**WHAT IS REQUIRED**.
Locate every line in the records below that contains the word "green", and copy each of those lines in full. Treat case as significant, so a line matches only if the capitalization is the same.

Records excerpted from a collection:
+ + + +

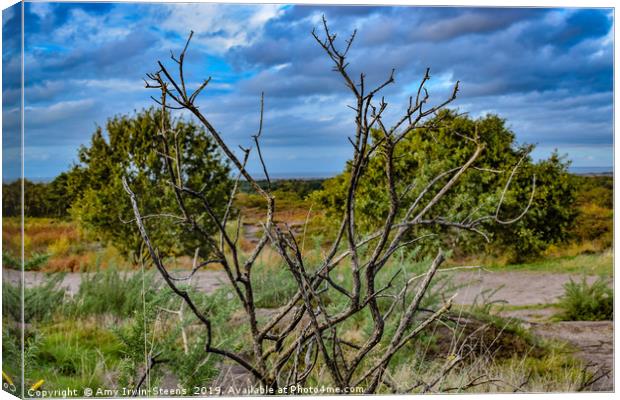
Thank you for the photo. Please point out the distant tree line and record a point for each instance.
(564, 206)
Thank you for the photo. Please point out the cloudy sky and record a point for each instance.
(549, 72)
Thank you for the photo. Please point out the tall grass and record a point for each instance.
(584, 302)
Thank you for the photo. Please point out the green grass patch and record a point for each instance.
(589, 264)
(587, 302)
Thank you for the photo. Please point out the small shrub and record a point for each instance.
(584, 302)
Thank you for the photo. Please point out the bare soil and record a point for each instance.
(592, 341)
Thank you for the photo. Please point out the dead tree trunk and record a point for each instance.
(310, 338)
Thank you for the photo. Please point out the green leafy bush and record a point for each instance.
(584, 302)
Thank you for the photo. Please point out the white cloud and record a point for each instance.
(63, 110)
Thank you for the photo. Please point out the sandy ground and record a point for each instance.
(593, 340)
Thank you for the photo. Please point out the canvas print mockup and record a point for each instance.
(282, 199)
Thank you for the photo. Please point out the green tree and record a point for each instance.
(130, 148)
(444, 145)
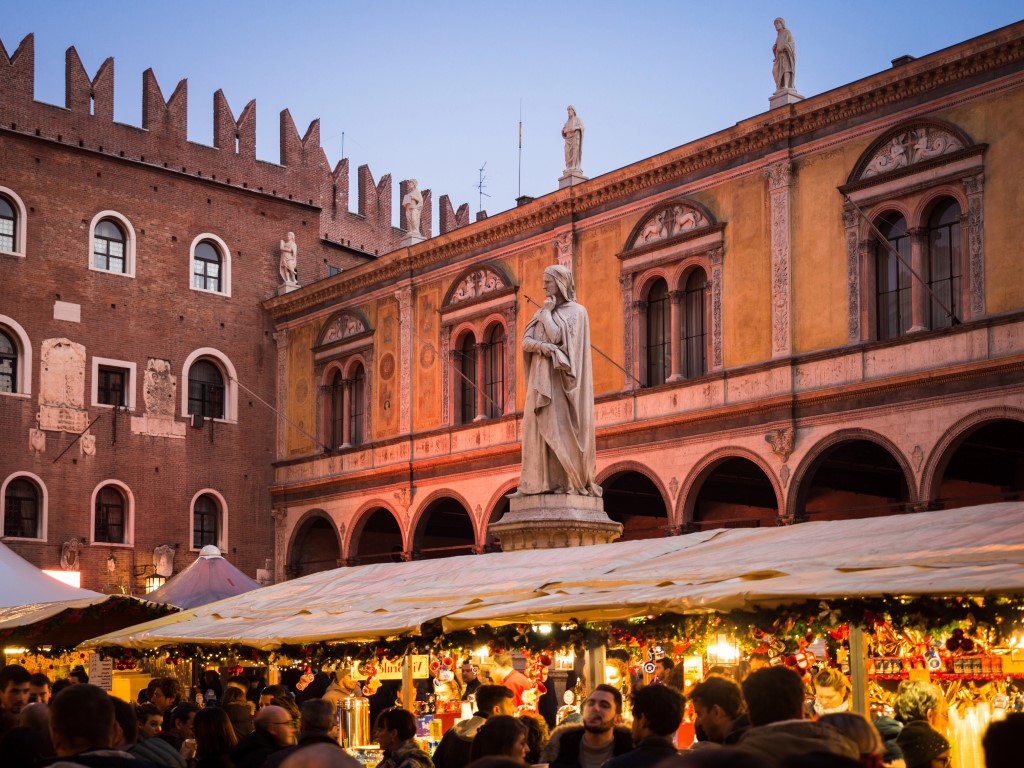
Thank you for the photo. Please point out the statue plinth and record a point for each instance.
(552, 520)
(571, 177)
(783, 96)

+ + + +

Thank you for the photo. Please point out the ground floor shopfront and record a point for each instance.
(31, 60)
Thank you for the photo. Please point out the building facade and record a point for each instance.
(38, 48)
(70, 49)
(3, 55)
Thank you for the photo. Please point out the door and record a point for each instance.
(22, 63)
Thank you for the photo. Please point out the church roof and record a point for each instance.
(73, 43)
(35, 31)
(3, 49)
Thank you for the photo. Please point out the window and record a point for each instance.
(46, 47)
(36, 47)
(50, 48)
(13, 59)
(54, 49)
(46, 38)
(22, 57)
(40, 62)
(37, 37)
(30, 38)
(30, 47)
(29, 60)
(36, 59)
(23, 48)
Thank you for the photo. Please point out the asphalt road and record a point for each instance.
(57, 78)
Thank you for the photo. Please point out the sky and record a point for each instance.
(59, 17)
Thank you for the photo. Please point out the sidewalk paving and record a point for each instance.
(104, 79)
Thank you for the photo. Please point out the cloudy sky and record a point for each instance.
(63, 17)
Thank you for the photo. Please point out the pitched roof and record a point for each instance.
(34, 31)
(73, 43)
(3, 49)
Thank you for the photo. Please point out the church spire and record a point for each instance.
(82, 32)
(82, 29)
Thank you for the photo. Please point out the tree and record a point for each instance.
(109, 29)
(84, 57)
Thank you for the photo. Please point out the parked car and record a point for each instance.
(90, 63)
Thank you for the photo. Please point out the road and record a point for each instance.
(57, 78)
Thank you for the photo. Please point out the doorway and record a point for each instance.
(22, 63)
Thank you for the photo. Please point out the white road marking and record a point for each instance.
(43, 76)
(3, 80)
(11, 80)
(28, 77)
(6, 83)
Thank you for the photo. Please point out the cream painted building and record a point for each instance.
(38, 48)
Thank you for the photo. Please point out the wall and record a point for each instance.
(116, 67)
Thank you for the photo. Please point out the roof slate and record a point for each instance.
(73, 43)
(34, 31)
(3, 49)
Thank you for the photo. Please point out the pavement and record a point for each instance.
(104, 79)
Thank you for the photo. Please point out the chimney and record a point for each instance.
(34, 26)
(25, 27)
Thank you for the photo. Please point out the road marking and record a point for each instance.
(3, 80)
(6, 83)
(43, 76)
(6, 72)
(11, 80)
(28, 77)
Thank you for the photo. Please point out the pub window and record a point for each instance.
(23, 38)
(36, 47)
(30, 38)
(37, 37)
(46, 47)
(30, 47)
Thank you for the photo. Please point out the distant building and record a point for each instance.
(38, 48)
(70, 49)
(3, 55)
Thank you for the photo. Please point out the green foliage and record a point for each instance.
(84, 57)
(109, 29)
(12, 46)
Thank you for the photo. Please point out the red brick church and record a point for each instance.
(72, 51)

+ + + +

**OUTPUT FOR THIS TASK**.
Thank you for the photo. Please point out the green grass patch and record a point for each instance.
Thank you for the photo. Please point out the green leafy bush and record a point for each instance.
Thank you for the photo. Please point out the green tree and record a point for each instance.
Thank you for the photo. Please point out the green foliage and record a point for each instance.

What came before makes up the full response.